• Written tasks
1. Decide whether each statement agrees with the post about ClassValue and the memory model, answering yes or no and quoting the exact words of the post that settle it: (a) Classes with final fields are normally implemented by issuing a form of Release fence when the constructor returns. (b) The writer fully understands the stress options involved. (c) The test was run in tough mode on a MacBook.
2. Reproduce the post about ClassValue and the memory model, starting with "1 matching test" and going on through "this is so.".
3. Translate this sentence from the post about ClassValue and the memory model into Spanish: "On subsequent encounters, reusing old values is OK, because they cannot have changed."

• Text block

□ □ □ □ □

Possible subtle memory model error in ClassValue
paul.sandoz at oracle.com
Fri Aug 7 23:22:28 UTC 2020
Here’s some pertinent information from Doug’s excellent document of memory order modes :
"As a delicate (but commonly exploited) special case of the above considerations, acquire-style reads of immutable fields of newly constructed objects do not require an explicit fence or moded access -- Plain mode reads suffice: If the consumer has not seen the new object before, it cannot have stale values that it must otherwise ignore or discard, and it cannot perform the read until it knows the address. On subsequent encounters, reusing old values is OK, because they cannot have changed. This reasoning rests on the only known defensible exception to the rule of never making assumptions about local precedence order: The reference (address) of a new object is assumed never to be known and impossible to speculate until creation. This assumption is also relied on by other Java security requirements.
The resulting techniques are used in Java final field implementations, and are the reason why specified guarantees for final fields are conditional upon constructors not leaking references to objects before constructor return. Classes with final fields are normally implemented by issuing a form of Release fence upon constructor return. Further, because nothing need be guaranteed about interactions with reads by the constructor, a StoreStoreFence suffices. Similar techniques may apply in other contexts, but can be unacceptably fragile. For example, code that works when the associated objects are always newly constructed may, without further safeguards, fail upon later changes to instead recycle the objects from pools."
I thought that by virtue of ClassValueMap extending WeakHashMap, which contains final fields, it would all work out. But, I was uncertain so I ran a jcstress test modifying the sample JMMSample_06_Finals .
See gist here:
I ran in tough mode and observed this failure on my MacBook:
*** FAILED tests
Strong asserts were violated. Correct implementations should have no assert failures here.
1 matching test results.
(JVM args: [-XX:-TieredCompilation, -XX:+UnlockDiagnosticVMOptions, -XX:+StressLCM, -XX:+StressGCM])
Observed state Occurrences Expectation Interpretation
-1 2,420,284,404 ACCEPTABLE Object is not seen yet.
3 320 FORBIDDEN Seeing partially constructed object.
4 53 FORBIDDEN Seeing partially constructed object.
5 3,486 FORBIDDEN Seeing partially constructed object.
6 8,409 FORBIDDEN Seeing partially constructed object.
7 11,282 FORBIDDEN Seeing partially constructed object.
8 181,774,476 ACCEPTABLE Seen the complete object.
So for HotSpot it seems to occur only for C2 under certain stress options, -XX:+StressLCM, -XX:+StressGCM, which might explain why an issue is not generally being observed. I don’t understand enough about these options to know why this is so.

□ □ □ □ □

• Source data
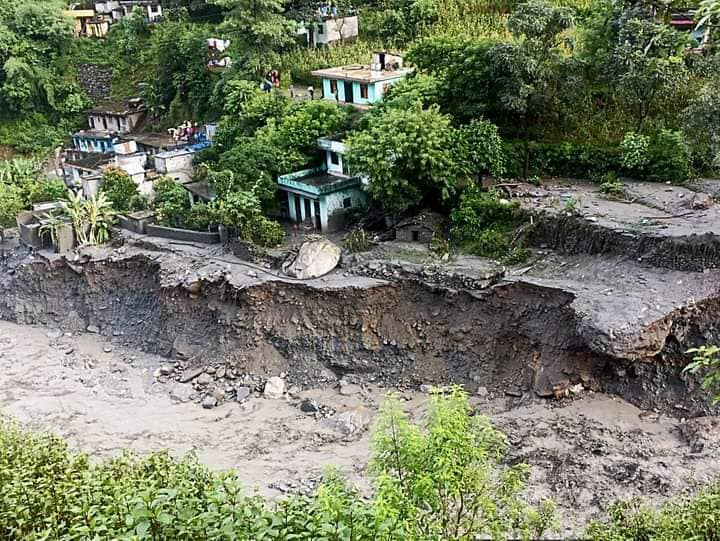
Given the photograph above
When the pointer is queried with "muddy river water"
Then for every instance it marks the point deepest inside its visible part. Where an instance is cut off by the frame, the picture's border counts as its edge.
(584, 452)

□ □ □ □ □

• Worked solutions
1.
(a) Yes: "Classes with final fields are normally implemented by issuing a form of Release fence upon constructor return."
(b) No: "I don’t understand enough about these options to know why this is so."
(c) Yes: "I ran in tough mode and observed this failure on my MacBook:"

2.
1 matching test results.
(JVM args: [-XX:-TieredCompilation, -XX:+UnlockDiagnosticVMOptions, -XX:+StressLCM, -XX:+StressGCM])
Observed state Occurrences Expectation Interpretation
-1 2,420,284,404 ACCEPTABLE Object is not seen yet.
3 320 FORBIDDEN Seeing partially constructed object.
4 53 FORBIDDEN Seeing partially constructed object.
5 3,486 FORBIDDEN Seeing partially constructed object.
6 8,409 FORBIDDEN Seeing partially constructed object.
7 11,282 FORBIDDEN Seeing partially constructed object.
8 181,774,476 ACCEPTABLE Seen the complete object.
So for HotSpot it seems to occur only for C2 under certain stress options, -XX:+StressLCM, -XX:+StressGCM, which might explain why an issue is not generally being observed. I don’t understand enough about these options to know why this is so.

3. En encuentros posteriores, reutilizar valores antiguos está bien, porque no pueden haber cambiado.